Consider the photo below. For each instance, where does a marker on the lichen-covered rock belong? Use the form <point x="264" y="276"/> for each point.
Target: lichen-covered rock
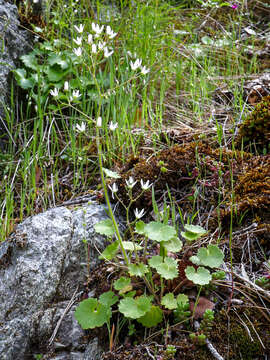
<point x="14" y="43"/>
<point x="42" y="267"/>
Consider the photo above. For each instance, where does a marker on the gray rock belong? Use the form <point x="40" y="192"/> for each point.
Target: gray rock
<point x="43" y="267"/>
<point x="14" y="43"/>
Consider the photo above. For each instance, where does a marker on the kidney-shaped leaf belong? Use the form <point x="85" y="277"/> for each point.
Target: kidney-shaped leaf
<point x="200" y="277"/>
<point x="134" y="308"/>
<point x="105" y="227"/>
<point x="152" y="317"/>
<point x="211" y="256"/>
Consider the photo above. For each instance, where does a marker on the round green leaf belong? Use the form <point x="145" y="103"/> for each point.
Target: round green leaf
<point x="134" y="308"/>
<point x="108" y="298"/>
<point x="137" y="269"/>
<point x="105" y="227"/>
<point x="90" y="314"/>
<point x="157" y="231"/>
<point x="182" y="300"/>
<point x="152" y="317"/>
<point x="189" y="236"/>
<point x="139" y="227"/>
<point x="169" y="301"/>
<point x="169" y="269"/>
<point x="121" y="283"/>
<point x="211" y="256"/>
<point x="110" y="251"/>
<point x="173" y="245"/>
<point x="200" y="277"/>
<point x="196" y="229"/>
<point x="131" y="246"/>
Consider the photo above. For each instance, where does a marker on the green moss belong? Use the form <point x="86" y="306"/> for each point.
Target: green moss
<point x="254" y="132"/>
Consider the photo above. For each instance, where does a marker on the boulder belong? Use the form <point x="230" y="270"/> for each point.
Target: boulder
<point x="42" y="272"/>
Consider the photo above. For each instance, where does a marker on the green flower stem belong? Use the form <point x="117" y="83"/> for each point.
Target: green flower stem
<point x="150" y="288"/>
<point x="196" y="302"/>
<point x="107" y="197"/>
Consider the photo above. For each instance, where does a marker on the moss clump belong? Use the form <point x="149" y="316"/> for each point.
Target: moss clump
<point x="236" y="341"/>
<point x="252" y="190"/>
<point x="254" y="132"/>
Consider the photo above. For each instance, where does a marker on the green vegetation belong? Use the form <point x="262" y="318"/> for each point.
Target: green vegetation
<point x="142" y="103"/>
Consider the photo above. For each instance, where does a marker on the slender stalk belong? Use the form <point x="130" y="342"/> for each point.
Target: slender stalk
<point x="118" y="235"/>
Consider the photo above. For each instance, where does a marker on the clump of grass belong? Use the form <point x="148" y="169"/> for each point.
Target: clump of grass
<point x="47" y="160"/>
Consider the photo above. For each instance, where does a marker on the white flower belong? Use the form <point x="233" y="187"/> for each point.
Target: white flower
<point x="99" y="121"/>
<point x="138" y="214"/>
<point x="81" y="128"/>
<point x="136" y="64"/>
<point x="113" y="189"/>
<point x="54" y="92"/>
<point x="78" y="41"/>
<point x="98" y="30"/>
<point x="113" y="126"/>
<point x="90" y="39"/>
<point x="78" y="51"/>
<point x="107" y="53"/>
<point x="79" y="28"/>
<point x="130" y="182"/>
<point x="110" y="33"/>
<point x="146" y="185"/>
<point x="101" y="45"/>
<point x="144" y="70"/>
<point x="76" y="94"/>
<point x="66" y="86"/>
<point x="94" y="48"/>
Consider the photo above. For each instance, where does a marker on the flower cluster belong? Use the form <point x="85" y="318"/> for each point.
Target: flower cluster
<point x="130" y="184"/>
<point x="99" y="35"/>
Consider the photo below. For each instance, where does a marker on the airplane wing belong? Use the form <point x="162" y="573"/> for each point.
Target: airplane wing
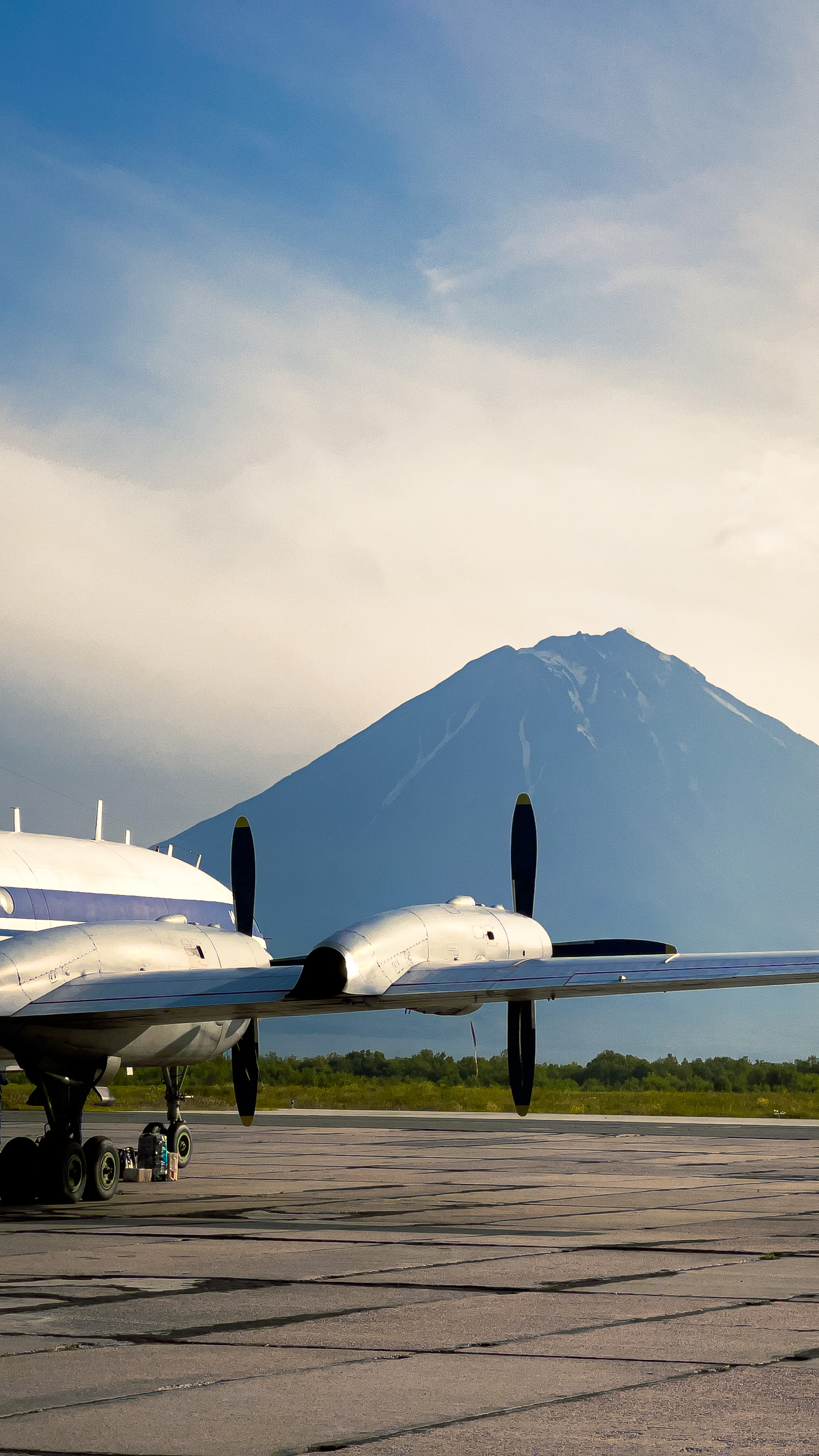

----

Exercise details
List every line in the items above that contains the word "boulder", copying each such line in full.

Result of this exercise
Consider the photo above. For each instance, where does a marker on the boulder belong? Use the form <point x="230" y="270"/> for each point.
Target: boulder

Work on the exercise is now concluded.